▸ TEXT UNDER STUDY
BEAST by Brie Spangler (Knopf Books for Young Readers)
Tall, meaty, muscle-bound, and hairier than most throw rugs, Dylan doesn’t look like your average fifteen-year-old, so, naturally, high school has not been kind to him. When Dylan goes up on his roof only to fall and wake up in the hospital with a broken leg—and a mandate to attend group therapy for self-harmers he meets Jamie. She’s funny, smart, and so stunning, even his womanizing best friend, JP, would be jealous. She’s also the first person to ever call Dylan out on his self-pitying and superficiality. As Jamie’s humanity and wisdom begin to rub off on Dylan, they become more than just friends. But there is something Dylan doesn’t know about Jamie, something that shouldn’t change a thing. She is who she’s always been—an amazing photographer and devoted friend, who also happens to be transgender. But will Dylan see it that way?
STILL LIFE WITH TORNADO by A.S. King (Dutton Books for Young Readers)
Sixteen-year-old Sarah can’t draw. This is a problem, because as long as she can remember, she has “done the art.” She thinks she’s having an existential crisis. And she might be right; she does keep running into past and future versions of herself as she wanders the urban ruins of Philadelphia. Or maybe she’s finally waking up to the tornado that is her family, the tornado that six years ago sent her once-beloved older brother flying across the country for a reason she can’t quite recall. After decades of staying together “for the kids” and building a family on a foundation of lies and domestic violence, Sarah’s parents have reached the end. Now Sarah must come to grips with years spent sleepwalking in the ruins of their toxic marriage. As Sarah herself often observes, nothing about her pain is remotely original—and yet it still hurts.

▸ GIVEN DATA
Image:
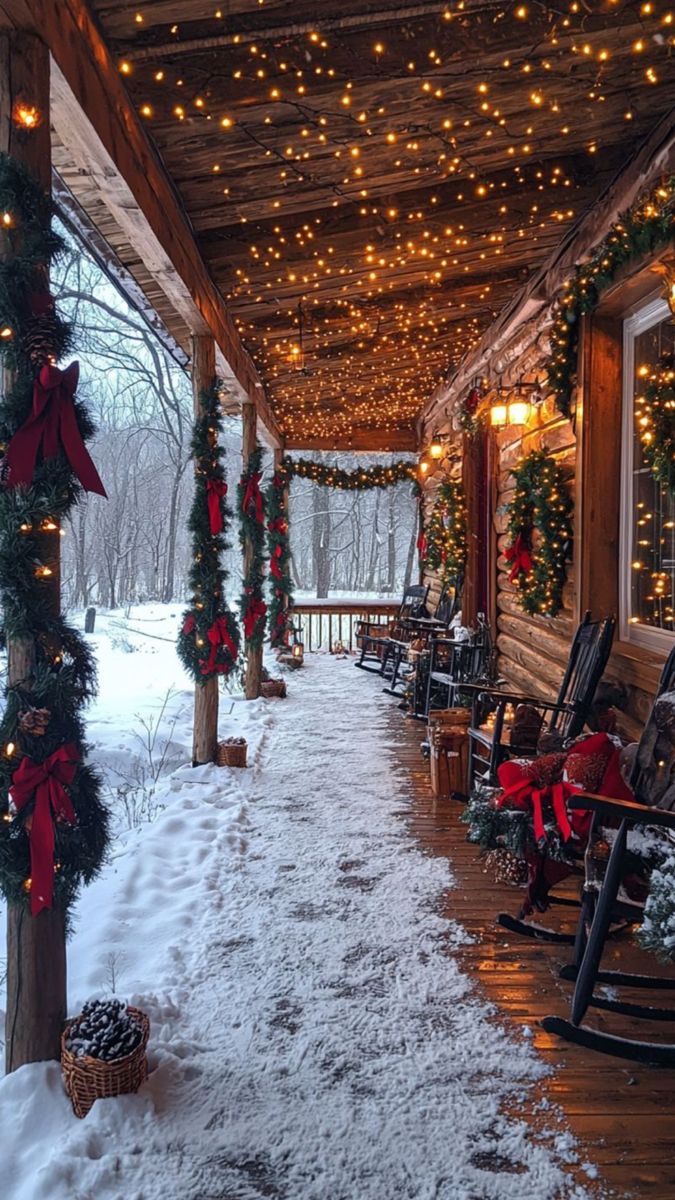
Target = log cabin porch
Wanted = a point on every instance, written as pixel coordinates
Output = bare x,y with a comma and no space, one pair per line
371,229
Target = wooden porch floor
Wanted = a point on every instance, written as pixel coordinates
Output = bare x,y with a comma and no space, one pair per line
622,1114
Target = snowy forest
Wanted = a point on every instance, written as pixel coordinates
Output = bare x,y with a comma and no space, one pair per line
133,546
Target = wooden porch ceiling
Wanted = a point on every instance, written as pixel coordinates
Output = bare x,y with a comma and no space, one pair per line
369,187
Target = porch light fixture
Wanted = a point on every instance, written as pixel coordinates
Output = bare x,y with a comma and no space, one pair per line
499,415
519,411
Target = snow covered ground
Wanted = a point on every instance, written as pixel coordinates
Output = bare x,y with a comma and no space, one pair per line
312,1036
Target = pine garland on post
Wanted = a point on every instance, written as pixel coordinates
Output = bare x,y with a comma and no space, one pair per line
542,504
54,825
279,558
443,545
208,642
252,535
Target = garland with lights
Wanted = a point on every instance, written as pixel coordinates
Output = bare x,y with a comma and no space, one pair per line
542,504
443,543
208,642
54,826
646,226
360,480
252,534
279,547
655,414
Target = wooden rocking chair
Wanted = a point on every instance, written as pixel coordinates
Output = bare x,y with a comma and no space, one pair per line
603,905
372,637
565,715
418,629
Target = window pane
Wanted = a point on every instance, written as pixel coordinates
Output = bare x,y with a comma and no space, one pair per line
652,581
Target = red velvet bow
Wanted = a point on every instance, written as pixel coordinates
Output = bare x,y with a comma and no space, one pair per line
525,795
52,426
45,780
520,557
216,491
252,495
255,612
217,636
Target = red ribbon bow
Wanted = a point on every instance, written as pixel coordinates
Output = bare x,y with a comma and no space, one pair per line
520,557
52,426
252,495
216,491
45,780
217,636
525,795
255,612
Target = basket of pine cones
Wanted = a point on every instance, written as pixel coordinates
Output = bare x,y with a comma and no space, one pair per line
103,1053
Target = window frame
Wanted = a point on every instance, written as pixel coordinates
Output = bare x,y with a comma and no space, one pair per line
650,313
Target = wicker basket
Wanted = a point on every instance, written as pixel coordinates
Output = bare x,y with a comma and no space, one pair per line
232,753
91,1079
272,688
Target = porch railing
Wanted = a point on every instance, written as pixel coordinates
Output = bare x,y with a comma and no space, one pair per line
326,622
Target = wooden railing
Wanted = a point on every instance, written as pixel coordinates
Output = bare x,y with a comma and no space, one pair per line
327,622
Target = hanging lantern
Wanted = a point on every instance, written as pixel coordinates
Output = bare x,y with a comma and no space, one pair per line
499,415
519,411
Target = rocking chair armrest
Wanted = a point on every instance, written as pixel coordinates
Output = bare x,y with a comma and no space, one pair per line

▸ WHAT TO PRODUCE
In the two book descriptions, which city's urban ruins does Sarah wander?

▸ RESPONSE AREA
Philadelphia